3.1.11 Reading a pixel — and falling off the edge

Almost every operation in the coming chapters reaches for a pixel's neighbors, which forces an unavoidable question: what is $I(x, y)$ when $(x, y)$ lands outside the image? We cannot dodge it, because blurs, gradients, resampling, and warps all ask for out-of-bounds pixels right at the border, where there are no neighbors on one side. Reading past the array is, at best, garbage and, at worst, a crash — so the first discipline is defensive: route every pixel read through a single accessor function, a small get(x, y, c), so that out-of-bounds access is decided in exactly one place rather than re-improvised (and re-broken) in every loop. As a bonus, that one function is also where the memory layout, the channel order, and the coordinate convention live — so the rest of the code can think in plain $(x, y, c)$ and forget every packing decision above. It is the natural home for one more safety check, too: asserting that an index lies in $[0, \text{size})$ inside that single function turns a baffling, far-away crash into an immediate, localized error (we develop this habit in the debugging chapter).

The accessor then has to decide what a pixel past the boundary means. There are four standard policies (Figure 4):

fig-edge-handling
Figure 3.1.6. Four ways to answer "what is a pixel past the edge?", shown by extending a small image beyond its border. Black/zero: outside is $0$ (a dark frame; averaging it in darkens the edges). Clamp/replicate: the edge pixel is repeated outward (streaks the border color). Mirror/reflect: the image folds back on itself across the boundary (no new color, no darkening — the usual safe default). Wrap/tile: the image repeats periodically, left edge meeting right (what the discrete Fourier transform (DFT) assumes). The choice changes the result of any convolution, resample, or warp near the border.

On a real photograph the four policies look like Figure 4b: the same crop, continued past its border each way — surrounded by a dark frame, streaked outward, folded back on itself, or wrapped around from the opposite edge.

DATA RECORDS:
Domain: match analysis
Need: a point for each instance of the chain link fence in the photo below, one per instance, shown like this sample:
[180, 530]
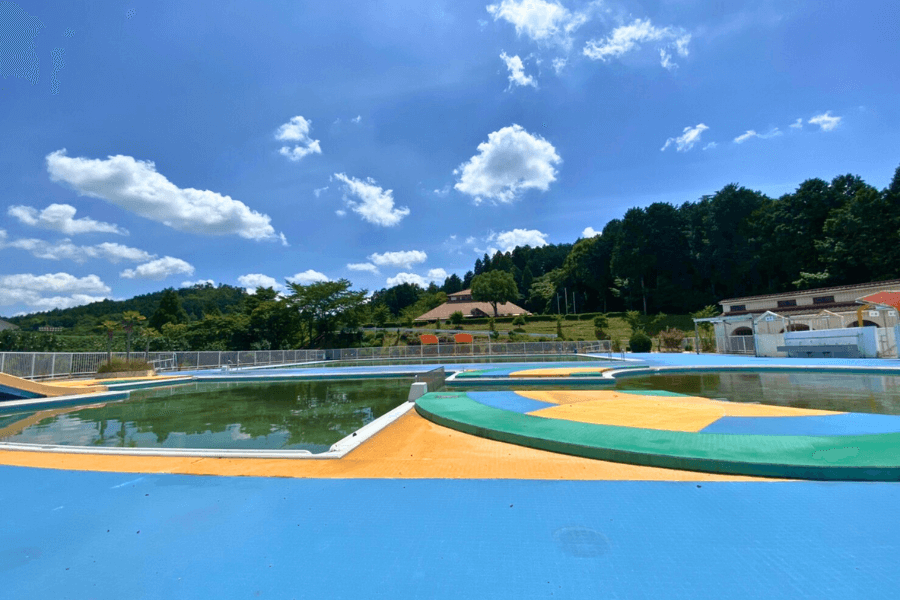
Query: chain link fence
[49, 365]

BRIEF 1:
In the section on reading a pixel, which out-of-bounds policy is what the discrete Fourier transform assumes?
BRIEF 2:
Duplicate the stretch of the section on reading a pixel from "fig-edge-handling" through "the opposite edge.".

WRITTEN REPLY 1:
Wrap/tile, where the image repeats periodically and the left edge meets the right.

WRITTEN REPLY 2:
fig-edge-handling
Figure 3.1.6. Four ways to answer "what is a pixel past the edge?", shown by extending a small image beyond its border. Black/zero: outside is $0$ (a dark frame; averaging it in darkens the edges). Clamp/replicate: the edge pixel is repeated outward (streaks the border color). Mirror/reflect: the image folds back on itself across the boundary (no new color, no darkening — the usual safe default). Wrap/tile: the image repeats periodically, left edge meeting right (what the discrete Fourier transform (DFT) assumes). The choice changes the result of any convolution, resample, or warp near the border.

On a real photograph the four policies look like Figure 4b: the same crop, continued past its border each way — surrounded by a dark frame, streaked outward, folded back on itself, or wrapped around from the opposite edge.